[Objective]:
Which lines in the entries below contain the word "Give"? Copy out each of those lines, counting only matches with the same uppercase and lowercase letters.

[Data records]:
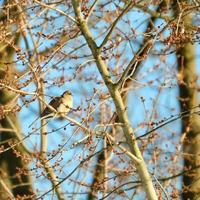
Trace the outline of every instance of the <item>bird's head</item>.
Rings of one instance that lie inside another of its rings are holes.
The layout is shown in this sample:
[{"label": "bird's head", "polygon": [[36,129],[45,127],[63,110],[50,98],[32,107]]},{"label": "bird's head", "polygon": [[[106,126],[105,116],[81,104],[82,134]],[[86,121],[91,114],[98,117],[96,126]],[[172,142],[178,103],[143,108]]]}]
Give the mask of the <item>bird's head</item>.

--

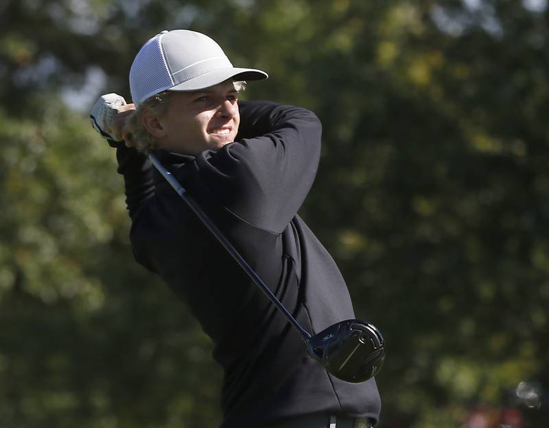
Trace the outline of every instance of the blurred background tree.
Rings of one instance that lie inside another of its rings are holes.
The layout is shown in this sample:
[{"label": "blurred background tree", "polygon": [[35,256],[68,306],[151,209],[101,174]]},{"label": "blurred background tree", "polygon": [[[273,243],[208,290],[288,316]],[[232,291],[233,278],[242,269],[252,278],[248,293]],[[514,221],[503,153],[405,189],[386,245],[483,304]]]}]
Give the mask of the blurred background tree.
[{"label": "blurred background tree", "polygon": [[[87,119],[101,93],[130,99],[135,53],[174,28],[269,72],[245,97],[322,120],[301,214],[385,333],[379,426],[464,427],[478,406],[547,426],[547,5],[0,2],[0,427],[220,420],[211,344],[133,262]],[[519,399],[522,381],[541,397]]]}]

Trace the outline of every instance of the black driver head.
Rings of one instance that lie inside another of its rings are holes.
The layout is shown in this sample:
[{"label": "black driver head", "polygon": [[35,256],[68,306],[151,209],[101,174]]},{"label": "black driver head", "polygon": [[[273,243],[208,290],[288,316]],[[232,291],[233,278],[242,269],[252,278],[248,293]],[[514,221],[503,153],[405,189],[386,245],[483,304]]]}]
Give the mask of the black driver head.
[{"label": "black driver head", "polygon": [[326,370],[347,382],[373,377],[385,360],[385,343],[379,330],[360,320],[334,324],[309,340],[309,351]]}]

[Exercise output]:
Give the mask of the <item>bird's head</item>.
Give the mask of the blurred background tree.
Give the mask of the black driver head.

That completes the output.